== OBJECTIVE ==
From the listing that follows, extract every line and set it down unaltered.
══ SOURCE MATERIAL
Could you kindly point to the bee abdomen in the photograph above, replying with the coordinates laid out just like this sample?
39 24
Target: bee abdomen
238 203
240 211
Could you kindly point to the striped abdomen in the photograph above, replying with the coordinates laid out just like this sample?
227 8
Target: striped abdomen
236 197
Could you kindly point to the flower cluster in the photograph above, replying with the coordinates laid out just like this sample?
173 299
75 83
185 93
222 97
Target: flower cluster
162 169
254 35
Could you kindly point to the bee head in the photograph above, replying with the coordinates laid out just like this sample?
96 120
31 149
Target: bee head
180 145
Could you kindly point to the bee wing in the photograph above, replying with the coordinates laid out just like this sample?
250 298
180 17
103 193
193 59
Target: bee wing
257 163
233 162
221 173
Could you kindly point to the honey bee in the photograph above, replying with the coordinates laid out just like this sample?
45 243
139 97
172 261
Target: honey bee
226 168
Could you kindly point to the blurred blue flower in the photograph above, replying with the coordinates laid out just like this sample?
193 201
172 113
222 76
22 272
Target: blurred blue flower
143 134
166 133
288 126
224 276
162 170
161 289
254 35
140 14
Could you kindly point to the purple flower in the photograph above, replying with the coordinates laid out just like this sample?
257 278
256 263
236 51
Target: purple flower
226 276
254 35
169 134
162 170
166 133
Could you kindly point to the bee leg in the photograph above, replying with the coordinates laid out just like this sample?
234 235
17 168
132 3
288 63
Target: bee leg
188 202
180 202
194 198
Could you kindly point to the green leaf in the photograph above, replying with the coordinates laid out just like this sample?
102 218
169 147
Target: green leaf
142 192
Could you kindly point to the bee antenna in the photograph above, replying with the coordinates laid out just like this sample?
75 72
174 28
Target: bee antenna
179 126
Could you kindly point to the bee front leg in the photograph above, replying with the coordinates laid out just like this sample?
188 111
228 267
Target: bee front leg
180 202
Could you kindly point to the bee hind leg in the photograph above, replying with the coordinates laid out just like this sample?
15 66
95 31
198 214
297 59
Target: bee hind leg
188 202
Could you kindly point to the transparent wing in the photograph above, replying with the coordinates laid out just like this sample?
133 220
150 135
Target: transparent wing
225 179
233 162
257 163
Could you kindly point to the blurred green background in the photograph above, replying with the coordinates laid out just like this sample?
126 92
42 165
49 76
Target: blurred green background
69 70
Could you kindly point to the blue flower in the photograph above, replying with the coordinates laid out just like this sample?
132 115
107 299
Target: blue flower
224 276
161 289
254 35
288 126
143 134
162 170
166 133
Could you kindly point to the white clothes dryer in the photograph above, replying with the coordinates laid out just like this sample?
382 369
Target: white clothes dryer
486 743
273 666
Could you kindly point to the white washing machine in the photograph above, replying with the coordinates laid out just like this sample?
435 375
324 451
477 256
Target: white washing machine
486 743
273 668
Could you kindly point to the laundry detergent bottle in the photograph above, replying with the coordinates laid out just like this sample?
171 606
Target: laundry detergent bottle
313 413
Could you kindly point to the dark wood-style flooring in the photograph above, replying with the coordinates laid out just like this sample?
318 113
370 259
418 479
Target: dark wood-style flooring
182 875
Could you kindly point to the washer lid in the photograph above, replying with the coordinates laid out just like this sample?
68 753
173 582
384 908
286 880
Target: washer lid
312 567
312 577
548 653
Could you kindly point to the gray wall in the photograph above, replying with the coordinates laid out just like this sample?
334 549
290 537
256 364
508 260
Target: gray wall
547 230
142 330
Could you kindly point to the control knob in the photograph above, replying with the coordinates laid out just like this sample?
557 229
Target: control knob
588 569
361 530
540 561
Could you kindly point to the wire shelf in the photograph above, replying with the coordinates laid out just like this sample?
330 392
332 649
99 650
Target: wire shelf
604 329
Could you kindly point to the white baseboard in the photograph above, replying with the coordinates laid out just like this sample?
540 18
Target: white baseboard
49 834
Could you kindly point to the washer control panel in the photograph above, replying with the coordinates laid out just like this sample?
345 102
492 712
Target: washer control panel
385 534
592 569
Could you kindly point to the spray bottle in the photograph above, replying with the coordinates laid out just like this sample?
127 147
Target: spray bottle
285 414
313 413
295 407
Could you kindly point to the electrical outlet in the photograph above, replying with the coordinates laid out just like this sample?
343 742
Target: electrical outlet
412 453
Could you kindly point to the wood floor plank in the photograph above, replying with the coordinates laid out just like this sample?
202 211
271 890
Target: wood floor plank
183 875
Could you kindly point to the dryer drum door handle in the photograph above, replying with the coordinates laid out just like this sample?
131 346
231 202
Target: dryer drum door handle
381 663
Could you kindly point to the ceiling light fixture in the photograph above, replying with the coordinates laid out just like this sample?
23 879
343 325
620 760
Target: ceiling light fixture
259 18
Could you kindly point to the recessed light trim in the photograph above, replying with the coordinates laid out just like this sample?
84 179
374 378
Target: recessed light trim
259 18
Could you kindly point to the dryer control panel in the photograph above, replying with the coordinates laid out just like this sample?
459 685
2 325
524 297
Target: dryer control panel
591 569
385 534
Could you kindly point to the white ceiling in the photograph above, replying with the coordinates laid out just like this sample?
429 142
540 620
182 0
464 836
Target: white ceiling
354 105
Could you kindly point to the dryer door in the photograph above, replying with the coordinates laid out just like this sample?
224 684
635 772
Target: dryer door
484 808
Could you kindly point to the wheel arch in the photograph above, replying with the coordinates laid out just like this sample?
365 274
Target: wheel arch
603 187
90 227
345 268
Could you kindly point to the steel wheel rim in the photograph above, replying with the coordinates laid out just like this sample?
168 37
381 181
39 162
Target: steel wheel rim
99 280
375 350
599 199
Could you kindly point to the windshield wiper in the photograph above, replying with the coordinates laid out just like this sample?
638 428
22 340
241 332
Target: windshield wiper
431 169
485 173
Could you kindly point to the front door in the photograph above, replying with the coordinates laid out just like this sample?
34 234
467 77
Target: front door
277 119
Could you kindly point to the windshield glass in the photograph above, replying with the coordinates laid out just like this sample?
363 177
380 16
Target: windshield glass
════
== WORKED SOLUTION ==
Could you kindly point to the bee abdomen in the photograph above, replying with the coordinates laid out just like this sample?
39 24
Target: bee abdomen
238 203
240 211
Could you kindly point to the striped abdomen in the photograph above, replying with the coordinates laid out just like this sample?
227 8
Target: striped abdomen
236 197
Could you kindly point to the flower cluster in the photograph above, replying with the coordinates laid out just like this sample?
173 299
75 83
185 93
222 97
Target: flower cluster
162 169
254 35
Could you kindly point to the bee head in the photograph above, replying with the coordinates laid out just like this sample?
96 120
31 149
Target: bee head
180 145
Could you kindly point to the bee wing in the photograph above, replying with the coordinates laid out just like this sample?
250 298
180 17
103 193
193 59
Target: bee wing
257 163
233 162
221 173
Could you kindly point to the honey bee in the photograph above, replying with the coordinates laid out just like this sample?
45 243
139 97
172 261
Target: honey bee
226 168
Could you kindly point to the blurred blue flower in the photograph above, replying with the coordinates laid out just like this sample?
193 201
172 113
222 76
22 272
Target: blurred blue flower
143 134
166 133
288 126
224 276
162 170
161 289
254 35
140 14
Could you kindly point to the purple flower in the photograph above, replying with the coordinates laid out just like this sample?
257 278
256 263
236 51
Target: purple flower
226 276
254 35
169 134
162 170
166 133
Could you kindly point to the bee leg in the photograph above, replying with the coordinates laid out just like this sample?
234 235
17 168
132 3
288 63
Target: bee leg
188 202
180 202
194 198
Could you kindly point to the green leaf in the photograph above, replying with the coordinates laid out just like this sample?
102 218
169 147
Target: green leaf
142 192
Could you kindly point to the bee antenna in the photograph above, replying with the coordinates laid out just like this sample?
75 72
174 28
Target: bee antenna
179 126
Could you kindly point to the bee front leg in the photograph above, replying with the coordinates laid out just like this sample?
188 111
228 267
Target: bee front leg
180 202
Could you kindly point to the bee hind leg in the photograph above, replying with the coordinates laid out just like this sample?
15 66
95 31
198 214
297 59
Target: bee hind leg
188 202
Could you kindly point to the transparent wing in the photograph above, replying with the coordinates laid out just like this sample?
133 220
150 135
Target: transparent wing
225 179
233 162
257 163
Could you kindly point to the blurred green background in the photograph above, replying with the coordinates laid out just like this sample?
126 92
42 165
49 76
Target: blurred green background
69 70
Could you kindly point to the blue flower in the photograph above, replying with the coordinates laid out just like this sample?
132 115
107 299
Target: blue flower
224 276
161 289
254 35
288 126
143 134
162 170
166 133
Could you kindly point to the white clothes dryer in the photograph above, replying with the coordinates laid out just like this sample?
382 369
Target: white clothes dryer
486 743
273 666
Could you kindly point to the white washing machine in the photograph above, replying with the coordinates laid out just like this sample?
435 375
324 451
477 256
Target: white washing machine
486 743
273 668
Could you kindly point to the laundry detergent bottle in the photograph above, replying with the coordinates laid out just like this sample?
171 606
Target: laundry detergent bottle
313 413
Could you kindly point to the dark wood-style flooring in the photograph above, replying with the coordinates laid out just like this sample?
318 113
370 259
418 479
Target: dark wood-style flooring
182 875
Could you kindly point to the washer lid in the photograph above, replying with the coordinates laid out just like this sample?
68 753
173 582
384 908
286 880
Target: washer lid
312 567
312 577
548 653
Could you kindly point to the gray wall in the photograph above, replying with the coordinates laid out just like this sample?
334 549
290 537
256 364
508 260
Target: gray wall
547 230
142 330
Could you kindly point to the control knob in the photograph above, replying with the coordinates laid out just like this sample?
557 229
Target: control knob
588 569
361 530
540 561
Could you kindly point to the wire shelf in the photograph above, replying with the coordinates laid out just like this sample?
330 392
332 649
99 650
Target: wire shelf
604 329
Could you kindly point to the white baseboard in the photograph above, replying with the coordinates laid out just like this sample?
540 18
Target: white baseboard
49 834
Could you kindly point to the washer control panel in the photograph above, replying with the coordinates laid out just like this sample?
345 102
492 712
Target: washer control panel
385 534
592 569
Could you kindly point to the spray bottle in the photograph above, replying with the coordinates laid out just like this sample?
127 147
Target: spray bottle
285 414
313 413
295 407
Could you kindly point to the electrical outlet in the photograph above, replying with the coordinates laid out just like this sample?
343 742
Target: electrical outlet
412 453
Could you kindly point to the wood floor plank in the photograph above, replying with the coordinates laid out just like this sample?
202 211
271 890
Target: wood floor plank
183 875
Could you kindly point to the dryer drum door handle in the photograph above, replying with the coordinates laid out just like this sample?
131 346
231 202
Target: dryer drum door handle
381 663
Could you kindly point to the ceiling light fixture in the photograph above, replying with the coordinates laid out just like this sample?
23 879
343 325
620 760
Target: ceiling light fixture
259 18
Could you kindly point to the recessed light trim in the photograph above, replying with the coordinates laid out just like this sample?
84 179
374 378
Target: recessed light trim
259 18
Could you kindly point to the dryer control panel in the photograph above, replying with the coordinates laid out just like this sample?
459 685
2 325
524 297
Target: dryer control panel
591 569
385 534
Could you kindly point to the white ceiling in the photograph above, replying with the coordinates laid out just like this sample?
429 142
540 620
182 0
464 836
Target: white ceiling
354 105
Could you kindly point to the dryer door in the photograph above, replying with the coordinates laid out just like this sample?
224 684
635 772
Target: dryer door
484 808
Could you kindly point to the wheel arch in the photograph above, replying with the coordinates laid out just like this sample?
365 274
Target: wheel arch
603 187
90 227
345 268
Could you kindly point to the steel wheel rim in the photograph above, replying with the coordinates laid out just like this sample?
168 37
381 181
39 162
Target: steel wheel rim
99 280
375 350
599 199
Could you kindly point to the windshield wiper in the photograph above, replying with the coordinates laid out just like this sample?
638 428
22 340
241 332
Target: windshield wiper
431 169
485 173
Could you kindly point to the front door in the photograph above, replying with the coordinates laid out just like this sample?
34 234
467 77
Target: front door
277 119
Could you kindly point to the windshield glass in the photograph above, replying with the coordinates laid out just like this sample?
363 177
380 16
Target: windshield glass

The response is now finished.